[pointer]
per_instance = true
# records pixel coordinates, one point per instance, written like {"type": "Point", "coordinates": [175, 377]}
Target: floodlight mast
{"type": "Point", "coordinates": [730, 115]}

[EXERCISE GOAL]
Please return every entry exactly as it appears.

[SOLUTION FOR THIS PROBLEM]
[pointer]
per_instance = true
# records pixel coordinates, one point per instance, written like {"type": "Point", "coordinates": [175, 377]}
Target: floodlight mast
{"type": "Point", "coordinates": [730, 115]}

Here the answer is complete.